▸ **STORED DATA**:
--- START ---

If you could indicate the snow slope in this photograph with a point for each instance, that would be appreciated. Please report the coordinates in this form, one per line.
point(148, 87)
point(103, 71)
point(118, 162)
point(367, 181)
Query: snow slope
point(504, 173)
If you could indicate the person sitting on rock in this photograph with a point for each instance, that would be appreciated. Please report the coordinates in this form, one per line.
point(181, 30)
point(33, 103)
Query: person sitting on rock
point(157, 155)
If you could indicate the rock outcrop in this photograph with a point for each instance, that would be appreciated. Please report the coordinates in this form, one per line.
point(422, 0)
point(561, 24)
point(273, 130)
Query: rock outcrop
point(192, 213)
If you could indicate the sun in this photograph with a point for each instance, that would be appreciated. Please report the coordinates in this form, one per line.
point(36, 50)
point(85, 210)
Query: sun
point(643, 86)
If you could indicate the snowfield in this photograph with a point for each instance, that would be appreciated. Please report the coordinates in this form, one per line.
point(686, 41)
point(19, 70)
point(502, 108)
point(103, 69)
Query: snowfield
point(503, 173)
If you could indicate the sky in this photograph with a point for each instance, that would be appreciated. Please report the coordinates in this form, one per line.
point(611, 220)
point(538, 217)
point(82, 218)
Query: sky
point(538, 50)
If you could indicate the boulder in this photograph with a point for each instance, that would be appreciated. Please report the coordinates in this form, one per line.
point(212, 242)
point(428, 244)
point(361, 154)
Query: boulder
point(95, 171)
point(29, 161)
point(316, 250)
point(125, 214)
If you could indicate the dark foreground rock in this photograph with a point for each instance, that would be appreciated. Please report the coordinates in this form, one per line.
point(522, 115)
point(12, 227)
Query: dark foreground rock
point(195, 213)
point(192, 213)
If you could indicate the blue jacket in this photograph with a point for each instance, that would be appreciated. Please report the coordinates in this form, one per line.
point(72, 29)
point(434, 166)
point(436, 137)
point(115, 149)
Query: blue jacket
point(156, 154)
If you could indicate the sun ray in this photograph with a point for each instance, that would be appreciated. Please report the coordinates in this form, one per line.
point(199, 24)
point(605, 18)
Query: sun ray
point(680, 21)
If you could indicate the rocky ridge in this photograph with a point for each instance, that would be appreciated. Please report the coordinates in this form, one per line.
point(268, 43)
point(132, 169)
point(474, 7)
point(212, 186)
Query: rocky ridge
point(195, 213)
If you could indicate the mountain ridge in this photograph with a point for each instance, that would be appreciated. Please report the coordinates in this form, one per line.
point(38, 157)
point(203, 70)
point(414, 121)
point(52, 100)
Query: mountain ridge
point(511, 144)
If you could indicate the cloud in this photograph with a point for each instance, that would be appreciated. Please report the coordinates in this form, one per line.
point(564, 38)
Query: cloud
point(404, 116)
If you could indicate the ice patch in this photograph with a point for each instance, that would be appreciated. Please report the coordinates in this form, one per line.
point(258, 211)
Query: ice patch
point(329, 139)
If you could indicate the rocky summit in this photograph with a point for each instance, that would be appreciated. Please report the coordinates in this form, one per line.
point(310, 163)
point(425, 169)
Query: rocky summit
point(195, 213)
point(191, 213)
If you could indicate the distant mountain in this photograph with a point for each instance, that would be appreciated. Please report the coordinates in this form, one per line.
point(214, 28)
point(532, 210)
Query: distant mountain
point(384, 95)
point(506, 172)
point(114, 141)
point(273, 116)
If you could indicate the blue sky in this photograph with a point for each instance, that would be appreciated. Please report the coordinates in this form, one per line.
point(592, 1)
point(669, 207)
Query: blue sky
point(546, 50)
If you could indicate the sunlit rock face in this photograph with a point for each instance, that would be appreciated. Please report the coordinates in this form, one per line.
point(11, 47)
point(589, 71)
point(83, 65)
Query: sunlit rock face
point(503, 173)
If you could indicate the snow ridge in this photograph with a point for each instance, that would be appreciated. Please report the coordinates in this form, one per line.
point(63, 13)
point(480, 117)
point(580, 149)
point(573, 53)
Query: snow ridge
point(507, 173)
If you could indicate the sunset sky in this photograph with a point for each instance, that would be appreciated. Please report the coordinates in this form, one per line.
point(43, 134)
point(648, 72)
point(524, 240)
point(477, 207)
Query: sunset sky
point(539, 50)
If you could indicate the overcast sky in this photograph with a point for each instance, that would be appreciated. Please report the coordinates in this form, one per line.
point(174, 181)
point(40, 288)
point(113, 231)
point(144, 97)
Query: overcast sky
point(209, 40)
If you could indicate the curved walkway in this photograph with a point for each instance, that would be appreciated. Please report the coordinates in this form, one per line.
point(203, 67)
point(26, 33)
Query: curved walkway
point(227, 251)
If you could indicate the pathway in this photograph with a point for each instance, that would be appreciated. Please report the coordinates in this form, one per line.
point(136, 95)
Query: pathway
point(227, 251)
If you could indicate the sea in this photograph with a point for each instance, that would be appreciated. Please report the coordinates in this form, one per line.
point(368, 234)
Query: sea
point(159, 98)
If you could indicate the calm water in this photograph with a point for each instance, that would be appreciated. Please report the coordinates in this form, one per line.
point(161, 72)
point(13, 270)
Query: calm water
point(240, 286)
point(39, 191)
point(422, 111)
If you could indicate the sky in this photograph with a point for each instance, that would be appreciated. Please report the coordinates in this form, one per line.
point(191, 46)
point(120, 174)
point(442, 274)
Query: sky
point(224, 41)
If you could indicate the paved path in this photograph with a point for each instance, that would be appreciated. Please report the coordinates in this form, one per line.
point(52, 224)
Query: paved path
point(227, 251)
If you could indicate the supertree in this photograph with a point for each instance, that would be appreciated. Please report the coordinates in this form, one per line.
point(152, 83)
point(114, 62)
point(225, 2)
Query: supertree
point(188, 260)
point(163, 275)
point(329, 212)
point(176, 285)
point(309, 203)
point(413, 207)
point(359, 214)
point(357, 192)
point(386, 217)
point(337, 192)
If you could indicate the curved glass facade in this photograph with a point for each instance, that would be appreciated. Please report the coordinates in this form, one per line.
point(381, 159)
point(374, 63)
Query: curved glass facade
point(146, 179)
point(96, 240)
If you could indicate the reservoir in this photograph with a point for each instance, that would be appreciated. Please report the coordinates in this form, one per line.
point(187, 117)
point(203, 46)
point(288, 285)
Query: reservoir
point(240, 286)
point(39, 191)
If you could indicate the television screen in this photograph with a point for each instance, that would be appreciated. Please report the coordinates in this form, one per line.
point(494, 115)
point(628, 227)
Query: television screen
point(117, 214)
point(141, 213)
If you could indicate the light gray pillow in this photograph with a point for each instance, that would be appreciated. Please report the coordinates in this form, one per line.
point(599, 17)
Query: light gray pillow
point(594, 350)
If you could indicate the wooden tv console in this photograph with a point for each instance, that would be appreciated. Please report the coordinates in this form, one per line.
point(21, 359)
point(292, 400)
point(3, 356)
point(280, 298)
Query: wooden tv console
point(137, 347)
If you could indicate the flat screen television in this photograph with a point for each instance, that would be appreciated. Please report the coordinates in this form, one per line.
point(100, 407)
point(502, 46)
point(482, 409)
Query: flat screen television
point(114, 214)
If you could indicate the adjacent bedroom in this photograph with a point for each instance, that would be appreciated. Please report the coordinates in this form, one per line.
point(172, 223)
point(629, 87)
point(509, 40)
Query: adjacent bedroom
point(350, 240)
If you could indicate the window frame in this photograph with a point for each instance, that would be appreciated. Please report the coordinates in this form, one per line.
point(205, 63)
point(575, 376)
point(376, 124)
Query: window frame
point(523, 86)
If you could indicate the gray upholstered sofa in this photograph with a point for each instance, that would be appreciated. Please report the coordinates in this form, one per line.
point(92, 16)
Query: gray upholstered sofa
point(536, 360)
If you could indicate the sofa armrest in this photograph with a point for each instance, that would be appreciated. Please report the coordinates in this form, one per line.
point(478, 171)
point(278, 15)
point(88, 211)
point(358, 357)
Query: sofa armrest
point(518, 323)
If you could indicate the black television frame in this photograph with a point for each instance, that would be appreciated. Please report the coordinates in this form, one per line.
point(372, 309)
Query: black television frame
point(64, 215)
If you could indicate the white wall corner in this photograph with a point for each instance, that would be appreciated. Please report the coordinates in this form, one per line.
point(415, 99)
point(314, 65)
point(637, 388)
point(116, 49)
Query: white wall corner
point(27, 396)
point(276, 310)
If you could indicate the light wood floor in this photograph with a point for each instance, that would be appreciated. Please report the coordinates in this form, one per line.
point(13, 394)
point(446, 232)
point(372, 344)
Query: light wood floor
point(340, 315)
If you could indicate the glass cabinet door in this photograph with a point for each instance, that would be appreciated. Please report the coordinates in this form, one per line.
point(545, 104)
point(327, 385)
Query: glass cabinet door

--- END ---

▸ **YOUR TASK**:
Reproduce only those lines of the entries above that run from the line with "If you could indicate the black" to the final line.

▸ **SOLUTION FOR THIS EXERCISE**:
If you could indicate the black television frame in this photograph with a point for each instance, that would be appreciated. Please report the coordinates in this form, one per line.
point(372, 309)
Query: black television frame
point(64, 215)
If you could indicate the white wall corner in this photograph with a point for each instance, that would be appreciated. Please report the coordinates in this form, one per line.
point(415, 99)
point(314, 65)
point(637, 388)
point(116, 49)
Query: white wall corner
point(27, 396)
point(276, 310)
If you could indicate the light wood floor in this photograph with a point for each instance, that would be appreciated. Please report the coordinates in this form, one per line.
point(13, 394)
point(446, 232)
point(372, 344)
Query: light wood floor
point(340, 315)
If you could indicate the glass cabinet door in this photograph with a point for each instance, that would be appreciated. Please report the coordinates in this form, one per line.
point(545, 104)
point(327, 385)
Query: glass cabinet door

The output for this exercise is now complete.